Instructions for the task: All of the entries need to be written out again, exactly as they are.

Lines of data:
## Start
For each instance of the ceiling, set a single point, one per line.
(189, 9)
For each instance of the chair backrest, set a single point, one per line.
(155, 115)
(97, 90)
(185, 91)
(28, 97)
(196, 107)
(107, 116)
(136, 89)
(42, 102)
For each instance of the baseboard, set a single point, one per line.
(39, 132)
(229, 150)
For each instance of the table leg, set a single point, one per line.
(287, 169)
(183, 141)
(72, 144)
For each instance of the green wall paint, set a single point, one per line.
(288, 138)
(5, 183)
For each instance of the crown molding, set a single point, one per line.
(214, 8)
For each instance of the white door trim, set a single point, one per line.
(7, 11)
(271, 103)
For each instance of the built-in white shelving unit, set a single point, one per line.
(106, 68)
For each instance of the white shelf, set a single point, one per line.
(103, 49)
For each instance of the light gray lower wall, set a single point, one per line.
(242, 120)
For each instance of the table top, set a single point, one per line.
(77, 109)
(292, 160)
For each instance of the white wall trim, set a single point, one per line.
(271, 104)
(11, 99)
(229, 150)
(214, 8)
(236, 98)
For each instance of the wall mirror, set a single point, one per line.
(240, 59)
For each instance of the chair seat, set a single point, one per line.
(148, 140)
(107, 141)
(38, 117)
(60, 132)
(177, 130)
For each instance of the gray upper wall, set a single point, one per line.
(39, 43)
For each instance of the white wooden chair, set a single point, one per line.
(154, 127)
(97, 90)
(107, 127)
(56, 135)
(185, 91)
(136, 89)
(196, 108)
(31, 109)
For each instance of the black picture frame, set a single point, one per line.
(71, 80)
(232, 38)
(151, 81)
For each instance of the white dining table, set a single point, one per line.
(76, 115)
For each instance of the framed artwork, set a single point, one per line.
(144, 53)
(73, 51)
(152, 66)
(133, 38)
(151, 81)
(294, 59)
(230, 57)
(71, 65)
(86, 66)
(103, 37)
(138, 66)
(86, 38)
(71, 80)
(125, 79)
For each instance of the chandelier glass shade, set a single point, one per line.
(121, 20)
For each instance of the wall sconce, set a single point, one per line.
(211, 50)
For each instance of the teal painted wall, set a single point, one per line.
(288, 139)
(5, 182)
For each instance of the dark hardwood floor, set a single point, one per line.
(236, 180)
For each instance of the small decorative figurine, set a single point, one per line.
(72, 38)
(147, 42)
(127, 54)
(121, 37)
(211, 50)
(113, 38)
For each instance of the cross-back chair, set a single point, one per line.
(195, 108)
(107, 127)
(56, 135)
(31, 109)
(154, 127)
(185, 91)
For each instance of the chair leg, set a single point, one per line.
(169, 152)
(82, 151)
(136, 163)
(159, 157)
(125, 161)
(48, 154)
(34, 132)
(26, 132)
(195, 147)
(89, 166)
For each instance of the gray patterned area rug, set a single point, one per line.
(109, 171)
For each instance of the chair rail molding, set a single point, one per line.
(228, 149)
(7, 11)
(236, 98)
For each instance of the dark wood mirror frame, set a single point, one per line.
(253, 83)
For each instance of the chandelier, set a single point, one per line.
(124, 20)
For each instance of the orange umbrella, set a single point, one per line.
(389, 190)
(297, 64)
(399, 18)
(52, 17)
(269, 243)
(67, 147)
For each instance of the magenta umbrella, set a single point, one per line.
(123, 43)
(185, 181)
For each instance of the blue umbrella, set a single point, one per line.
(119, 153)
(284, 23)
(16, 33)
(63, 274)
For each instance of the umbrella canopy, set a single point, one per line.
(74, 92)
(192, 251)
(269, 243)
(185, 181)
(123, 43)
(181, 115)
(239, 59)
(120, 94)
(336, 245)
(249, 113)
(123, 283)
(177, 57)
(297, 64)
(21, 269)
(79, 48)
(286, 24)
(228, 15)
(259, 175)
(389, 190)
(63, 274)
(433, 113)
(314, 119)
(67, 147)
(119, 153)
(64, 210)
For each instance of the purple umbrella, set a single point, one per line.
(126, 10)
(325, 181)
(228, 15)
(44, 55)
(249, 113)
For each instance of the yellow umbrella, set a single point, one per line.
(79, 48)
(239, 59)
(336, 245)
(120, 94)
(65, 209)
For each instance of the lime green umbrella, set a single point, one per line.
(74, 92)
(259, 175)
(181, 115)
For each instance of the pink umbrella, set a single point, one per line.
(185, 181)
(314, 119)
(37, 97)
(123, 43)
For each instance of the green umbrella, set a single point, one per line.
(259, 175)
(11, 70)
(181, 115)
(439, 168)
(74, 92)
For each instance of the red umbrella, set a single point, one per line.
## End
Output of the task:
For each instance of the ceiling, set a single point, one per line.
(189, 9)
For each instance of the chair backrest, set a single point, one per line.
(155, 115)
(97, 90)
(185, 91)
(28, 97)
(196, 107)
(107, 116)
(136, 89)
(42, 102)
For each instance of the baseboard, set a single point, one per line.
(39, 132)
(229, 150)
For each instance of the table leg, set a single point, one per line.
(287, 169)
(183, 141)
(72, 144)
For each instance of the green wall paint, set a single point, one per line.
(288, 138)
(5, 183)
For each instance of the crown molding, set a single point, one per line.
(214, 8)
For each instance of the white door trim, set a single point, one per line.
(7, 11)
(271, 103)
For each instance of the built-in white shelving unit, set a single point, one per line.
(106, 68)
For each instance of the white shelf, set a single point, one per line.
(103, 49)
For each instance of the light gray lower wall, set a single point, one per line.
(242, 120)
For each instance of the table top, set a single point, one per line.
(77, 109)
(292, 160)
For each instance of the white wall trim, set a single point, one per line.
(271, 104)
(11, 99)
(229, 150)
(214, 8)
(236, 98)
For each instance of the wall mirror, set a single point, one per line.
(240, 59)
For each instance of the chair seat, set a single point, one per line.
(148, 140)
(107, 141)
(38, 117)
(60, 132)
(177, 130)
For each instance of the gray upper wall, set a single point, one per line.
(39, 43)
For each instance of the white wooden chair, set a single point, one per line.
(154, 127)
(97, 90)
(107, 127)
(56, 135)
(185, 91)
(136, 89)
(196, 108)
(31, 109)
For each instance of the black picture frame, set a single point, one per line.
(71, 80)
(232, 38)
(151, 81)
For each instance of the white dining table, set a single point, one per line.
(76, 115)
For each instance of the framed artwork, set a single point, one per line.
(144, 53)
(73, 51)
(152, 66)
(133, 38)
(151, 81)
(294, 59)
(230, 57)
(71, 65)
(86, 66)
(103, 37)
(138, 66)
(86, 38)
(71, 80)
(125, 79)
For each instance of the chandelier glass shade, set a single point, one per line.
(121, 20)
For each instance of the wall sconce, set a single point, one per line.
(211, 50)
For each instance of the teal painted wall, set a single point, one per line.
(288, 139)
(5, 182)
For each instance of the dark hardwood floor, set a single point, one per line.
(236, 180)
For each instance of the small decorative figurine, set a single point, one per line.
(72, 38)
(147, 42)
(127, 54)
(121, 37)
(211, 50)
(113, 38)
For each instance of the cross-back chair, set a single point, one per line.
(195, 108)
(107, 127)
(56, 135)
(31, 109)
(154, 127)
(185, 91)
For each instance of the chair leg, set a single point, one per line.
(169, 152)
(82, 151)
(136, 163)
(159, 157)
(125, 161)
(48, 154)
(34, 132)
(26, 132)
(195, 147)
(89, 166)
For each instance of the gray patterned area rug, set a single point, one per line.
(109, 171)
For each instance of the chair rail molding, set a single point, one per line.
(228, 149)
(7, 11)
(236, 98)
For each instance of the dark wood mirror frame, set a single point, one per line.
(253, 83)
For each instance of the chandelier, set a single point, one per line.
(124, 20)
For each instance of the orange umbrella, set a single point, one per line.
(389, 190)
(297, 64)
(399, 18)
(52, 17)
(269, 243)
(67, 147)
For each instance of the magenta umbrella, set a single point, one per line.
(123, 43)
(185, 181)
For each instance of the blue umbrella, set a single point, one per line.
(119, 153)
(284, 23)
(16, 33)
(63, 274)
For each instance of the umbrella canopy, set a single point, one per line.
(74, 92)
(192, 251)
(269, 243)
(185, 181)
(123, 43)
(181, 115)
(239, 59)
(120, 94)
(336, 245)
(249, 113)
(123, 283)
(177, 57)
(297, 64)
(21, 269)
(79, 48)
(286, 24)
(228, 15)
(259, 175)
(389, 190)
(63, 274)
(433, 113)
(314, 119)
(67, 147)
(119, 153)
(64, 210)
For each instance of the purple umbrella, set a single point, one per line.
(126, 10)
(325, 181)
(228, 15)
(44, 55)
(249, 113)
For each instance of the yellow umbrella, set a single point, one per line.
(79, 48)
(239, 59)
(336, 245)
(120, 94)
(65, 209)
For each instance of the lime green umbrella, set a single point, one per line.
(74, 92)
(259, 175)
(181, 115)
For each instance of the pink umbrella, set a single point, one per line.
(185, 181)
(314, 119)
(37, 97)
(123, 43)
For each instance of the green umbrella, set a single point, one per line.
(259, 175)
(11, 70)
(181, 115)
(439, 168)
(74, 92)
For each instance of the red umbrella, set a single point, one per line.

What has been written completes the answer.